Ginseng is one of the most sought-after herbs in the world. It is used medicinally to alleviate fatigue and improve stamina. Unfortunately most ginseng is gathered from wild populations. Ginseng is now extinct or on endangered and threatened lists in most of its native habitat. Wild ginseng is found in hardwood forests, primarily in the Appalachian mountains, on northern and eastern slopes. Cultivated ginseng is hardy in zones 3 to 7 and requires a moist, well-drained spot in almost full shade.
Planting ginseng seeds
Use stratified ginseng seeds to save planting time and hassle. To stratify a seed requires nicking or softening the seed coat to allow the seedling to emerge. It can take up to two years to prepare ginseng seeds for planting.
Sow ginseng seeds in fall through late winter (September through February) as long as the soil can be worked.
Choose a spot that receives 20 to 30 percent dappled sun (or an area that is 70 to 80 percent shade). Areas under hardwood trees like oak, or the north or east sides of buildings are good. Ginseng will not grow in direct sunlight. The soil pH should be 5.5 to 6.0. If you have alkaline soil, mix sulfur or pine needles into the top 6 inches to make the soil more acidic.

__________________________________________________

Check your understanding
A. Copy the ginseng planting guide word for word, starting at "Ginseng is one" and ending at "can be worked.".
B. Pick up the ginseng planting guide right after its final sentence and keep writing it.
The entries after the ginseng planting guide are separate material with no tie to it.

__________________________________________________

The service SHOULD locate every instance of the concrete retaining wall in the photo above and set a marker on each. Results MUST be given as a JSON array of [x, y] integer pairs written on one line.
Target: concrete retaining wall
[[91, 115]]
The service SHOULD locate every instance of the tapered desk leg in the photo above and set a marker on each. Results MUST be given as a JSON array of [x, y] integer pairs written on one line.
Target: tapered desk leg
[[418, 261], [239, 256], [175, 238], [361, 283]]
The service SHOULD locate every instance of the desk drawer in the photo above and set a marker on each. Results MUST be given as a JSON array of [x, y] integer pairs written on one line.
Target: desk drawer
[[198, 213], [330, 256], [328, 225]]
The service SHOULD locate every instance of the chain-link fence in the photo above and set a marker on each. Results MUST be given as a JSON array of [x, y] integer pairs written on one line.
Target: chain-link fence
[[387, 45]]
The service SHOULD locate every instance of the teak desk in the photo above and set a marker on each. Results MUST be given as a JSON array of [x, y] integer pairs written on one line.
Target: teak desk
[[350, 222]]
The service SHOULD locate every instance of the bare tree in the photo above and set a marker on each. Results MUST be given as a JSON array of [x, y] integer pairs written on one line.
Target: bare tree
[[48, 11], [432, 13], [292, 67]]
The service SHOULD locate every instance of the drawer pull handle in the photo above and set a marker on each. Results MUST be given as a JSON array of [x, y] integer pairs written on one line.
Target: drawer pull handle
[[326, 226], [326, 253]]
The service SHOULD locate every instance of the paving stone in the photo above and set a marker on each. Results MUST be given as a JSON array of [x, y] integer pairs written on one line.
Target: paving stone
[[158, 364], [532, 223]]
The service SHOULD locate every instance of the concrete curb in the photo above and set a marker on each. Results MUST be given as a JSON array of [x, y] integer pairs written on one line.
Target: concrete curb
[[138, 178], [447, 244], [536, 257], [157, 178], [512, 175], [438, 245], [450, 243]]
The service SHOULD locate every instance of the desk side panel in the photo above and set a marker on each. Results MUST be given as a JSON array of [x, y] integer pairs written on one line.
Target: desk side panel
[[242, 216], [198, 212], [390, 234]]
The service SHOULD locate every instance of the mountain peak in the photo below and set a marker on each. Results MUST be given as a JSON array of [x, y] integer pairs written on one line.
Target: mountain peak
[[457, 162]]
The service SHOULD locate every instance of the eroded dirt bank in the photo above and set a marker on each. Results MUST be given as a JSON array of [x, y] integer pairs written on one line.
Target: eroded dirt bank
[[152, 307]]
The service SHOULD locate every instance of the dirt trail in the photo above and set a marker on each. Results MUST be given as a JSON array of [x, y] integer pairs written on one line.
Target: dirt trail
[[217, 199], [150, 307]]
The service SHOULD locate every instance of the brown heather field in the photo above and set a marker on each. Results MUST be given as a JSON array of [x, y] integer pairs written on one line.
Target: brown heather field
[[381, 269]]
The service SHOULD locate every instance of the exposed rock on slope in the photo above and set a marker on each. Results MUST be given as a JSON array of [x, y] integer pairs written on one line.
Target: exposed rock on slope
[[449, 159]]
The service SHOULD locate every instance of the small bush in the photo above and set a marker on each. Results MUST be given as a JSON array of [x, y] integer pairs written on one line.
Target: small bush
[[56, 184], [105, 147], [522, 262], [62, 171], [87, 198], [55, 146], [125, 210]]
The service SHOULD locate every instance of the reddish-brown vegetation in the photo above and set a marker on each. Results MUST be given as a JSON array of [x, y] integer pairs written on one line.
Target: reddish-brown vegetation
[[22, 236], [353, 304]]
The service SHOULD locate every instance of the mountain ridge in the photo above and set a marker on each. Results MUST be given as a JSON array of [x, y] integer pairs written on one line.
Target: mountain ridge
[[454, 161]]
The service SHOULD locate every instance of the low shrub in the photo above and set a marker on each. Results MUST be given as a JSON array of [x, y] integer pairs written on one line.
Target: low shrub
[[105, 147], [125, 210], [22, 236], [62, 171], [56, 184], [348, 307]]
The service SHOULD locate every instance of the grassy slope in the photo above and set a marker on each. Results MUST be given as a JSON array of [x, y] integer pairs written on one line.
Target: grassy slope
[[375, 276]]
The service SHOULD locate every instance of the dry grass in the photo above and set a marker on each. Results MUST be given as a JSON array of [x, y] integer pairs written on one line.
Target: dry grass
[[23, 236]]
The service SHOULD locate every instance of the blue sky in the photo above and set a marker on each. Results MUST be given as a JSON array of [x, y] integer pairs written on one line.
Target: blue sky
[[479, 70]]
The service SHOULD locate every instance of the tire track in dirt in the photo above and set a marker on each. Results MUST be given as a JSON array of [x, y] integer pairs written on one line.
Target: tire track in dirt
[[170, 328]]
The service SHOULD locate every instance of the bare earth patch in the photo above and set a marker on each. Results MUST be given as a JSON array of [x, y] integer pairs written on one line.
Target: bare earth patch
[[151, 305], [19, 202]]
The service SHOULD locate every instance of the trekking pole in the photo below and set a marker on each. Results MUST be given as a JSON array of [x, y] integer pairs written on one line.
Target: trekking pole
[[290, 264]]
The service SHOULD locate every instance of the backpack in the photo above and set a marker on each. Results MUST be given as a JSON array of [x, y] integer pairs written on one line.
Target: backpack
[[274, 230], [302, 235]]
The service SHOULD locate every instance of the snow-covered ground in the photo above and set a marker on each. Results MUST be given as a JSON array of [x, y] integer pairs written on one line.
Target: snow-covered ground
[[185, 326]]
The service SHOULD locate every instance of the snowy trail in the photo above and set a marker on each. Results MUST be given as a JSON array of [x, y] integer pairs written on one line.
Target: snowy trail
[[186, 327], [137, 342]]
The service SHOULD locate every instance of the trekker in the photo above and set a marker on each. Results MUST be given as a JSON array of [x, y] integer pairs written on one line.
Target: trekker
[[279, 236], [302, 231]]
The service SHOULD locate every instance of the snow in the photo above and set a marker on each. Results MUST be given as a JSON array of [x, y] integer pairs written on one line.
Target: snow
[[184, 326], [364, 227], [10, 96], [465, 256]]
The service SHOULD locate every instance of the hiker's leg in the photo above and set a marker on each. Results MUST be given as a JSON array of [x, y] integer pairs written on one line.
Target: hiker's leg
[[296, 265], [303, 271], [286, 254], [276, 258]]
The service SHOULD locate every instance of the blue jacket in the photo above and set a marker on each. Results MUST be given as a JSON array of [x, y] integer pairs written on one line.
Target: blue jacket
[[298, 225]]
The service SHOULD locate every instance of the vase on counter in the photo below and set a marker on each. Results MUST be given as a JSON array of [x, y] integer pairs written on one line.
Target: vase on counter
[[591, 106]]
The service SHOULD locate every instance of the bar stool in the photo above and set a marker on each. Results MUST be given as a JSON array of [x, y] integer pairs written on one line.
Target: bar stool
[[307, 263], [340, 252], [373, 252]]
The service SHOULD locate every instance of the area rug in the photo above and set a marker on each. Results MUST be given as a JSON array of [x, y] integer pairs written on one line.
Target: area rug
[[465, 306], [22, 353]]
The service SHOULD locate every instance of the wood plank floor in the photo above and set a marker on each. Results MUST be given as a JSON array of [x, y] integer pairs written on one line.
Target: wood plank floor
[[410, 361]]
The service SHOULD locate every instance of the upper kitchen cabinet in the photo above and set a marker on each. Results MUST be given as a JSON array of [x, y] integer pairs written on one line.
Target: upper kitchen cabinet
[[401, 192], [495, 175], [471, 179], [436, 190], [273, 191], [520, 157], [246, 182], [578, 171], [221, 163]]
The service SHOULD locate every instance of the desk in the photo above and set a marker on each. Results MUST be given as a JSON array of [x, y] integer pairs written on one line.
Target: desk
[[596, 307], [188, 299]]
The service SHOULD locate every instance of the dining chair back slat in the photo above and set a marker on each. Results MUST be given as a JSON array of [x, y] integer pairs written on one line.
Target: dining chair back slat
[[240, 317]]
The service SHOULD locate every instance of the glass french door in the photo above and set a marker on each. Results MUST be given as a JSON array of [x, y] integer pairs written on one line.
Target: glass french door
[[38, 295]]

__________________________________________________

Responses for each task
A.
Ginseng is one of the most sought-after herbs in the world. It is used medicinally to alleviate fatigue and improve stamina. Unfortunately most ginseng is gathered from wild populations. Ginseng is now extinct or on endangered and threatened lists in most of its native habitat. Wild ginseng is found in hardwood forests, primarily in the Appalachian mountains, on northern and eastern slopes. Cultivated ginseng is hardy in zones 3 to 7 and requires a moist, well-drained spot in almost full shade.
Planting ginseng seeds
Use stratified ginseng seeds to save planting time and hassle. To stratify a seed requires nicking or softening the seed coat to allow the seedling to emerge. It can take up to two years to prepare ginseng seeds for planting.
Sow ginseng seeds in fall through late winter (September through February) as long as the soil can be worked.

B.
Rake aside leaf litter and remove weeds and brush.
Mix 4 to 5 inches of compost into the top 3 to 4 inches of soil using a hand trowel. Ginseng requires well-drained, slightly acidic, loamy (rich) soil.
Broadcast the ginseng seeds over the prepared area. You can also plant ginseng in rows, spacing the seeds 1 to 6 inches apart and the rows 6 to 9 inches apart. Cover the seeds with 1/4 to 1/2 inch of compost. Tamp down with the back of the rake.
Water the seeds in well and cover with 1 inch of mulch. Shredded leaves or bark works well as mulch. Seeds will germinate mid- to late spring.
Planting ginseng rootlets
Prepare the soil as you would for ginseng seeds. Ginseng rootlets must not be planted where they will receive full sun.
Plant the rootlets at a 30- to 45-degree angle with the bud (the growing tip) pointing up. Dig a hole just deep enough to place the bud 1 to 1 1/2 inches below the soil. Space rootlets 3 to 12 inches apart. If planting in rows, space the rows 6 to 12 inches apart.
Water the rootlets well and mulch with 1 to 3 inches of shredded leaves or bark. The rootlets will germinate mid- to late spring.